Records from a collection:
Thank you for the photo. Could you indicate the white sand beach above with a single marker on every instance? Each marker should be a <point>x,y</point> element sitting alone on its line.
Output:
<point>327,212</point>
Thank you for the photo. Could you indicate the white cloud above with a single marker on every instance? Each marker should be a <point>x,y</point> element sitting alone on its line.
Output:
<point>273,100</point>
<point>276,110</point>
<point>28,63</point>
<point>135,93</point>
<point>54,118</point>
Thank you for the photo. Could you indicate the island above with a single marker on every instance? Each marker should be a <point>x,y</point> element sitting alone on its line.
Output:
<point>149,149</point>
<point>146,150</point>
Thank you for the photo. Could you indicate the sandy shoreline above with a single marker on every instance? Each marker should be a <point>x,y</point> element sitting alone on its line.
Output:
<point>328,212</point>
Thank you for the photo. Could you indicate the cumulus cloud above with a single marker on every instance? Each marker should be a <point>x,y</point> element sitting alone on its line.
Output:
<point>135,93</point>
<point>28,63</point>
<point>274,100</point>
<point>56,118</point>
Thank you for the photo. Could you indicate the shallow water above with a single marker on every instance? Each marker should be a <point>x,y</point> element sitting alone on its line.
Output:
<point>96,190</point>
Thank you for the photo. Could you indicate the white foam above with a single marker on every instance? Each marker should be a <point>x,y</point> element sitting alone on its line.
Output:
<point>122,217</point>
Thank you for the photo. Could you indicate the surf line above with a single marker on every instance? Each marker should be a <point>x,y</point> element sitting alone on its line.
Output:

PROBLEM DESCRIPTION: Can you recast the data as a JSON list of strings, one string per line and blank lines left out, covering everything from the start of the data down to the line containing "<point>122,217</point>"?

WRITTEN RESPONSE:
[
  "Thank you for the photo. Could you indicate the white sand beach above with a single marker on every instance? Each marker should be a <point>x,y</point> element sitting alone on its line.",
  "Output:",
  "<point>327,212</point>",
  "Thank you for the photo. Could you indicate the white cloud above with a single marker on every instance? Each marker should be a <point>x,y</point> element sitting alone on its line.",
  "Output:",
  "<point>273,100</point>",
  "<point>276,110</point>",
  "<point>28,63</point>",
  "<point>135,93</point>",
  "<point>54,118</point>",
  "Thank you for the photo. Could you indicate the island above with a single marker on every instance? Each marker should be a <point>x,y</point> element sitting alone on its line.",
  "Output:",
  "<point>149,149</point>",
  "<point>146,150</point>",
  "Thank you for the photo. Could you indicate the sandy shoreline above with a single marker on every instance? Each marker should be a <point>x,y</point> element sitting alone on its line.",
  "Output:",
  "<point>328,212</point>",
  "Thank you for the photo. Could you indicate the cumulus cloud above with a single marker on every instance? Each marker should be a <point>x,y</point> element sitting alone on its line.",
  "Output:",
  "<point>135,93</point>",
  "<point>28,63</point>",
  "<point>274,100</point>",
  "<point>56,118</point>",
  "Thank you for the photo. Could you indicate the shallow water above with a single marker on every instance? Each marker should be a <point>x,y</point> element sitting alone on its line.",
  "Output:",
  "<point>96,190</point>",
  "Thank you for the photo. Could you indicate the white foam above with a single marker on every instance? Each marker should be a <point>x,y</point> element sitting alone on its line.",
  "Output:",
  "<point>122,217</point>"
]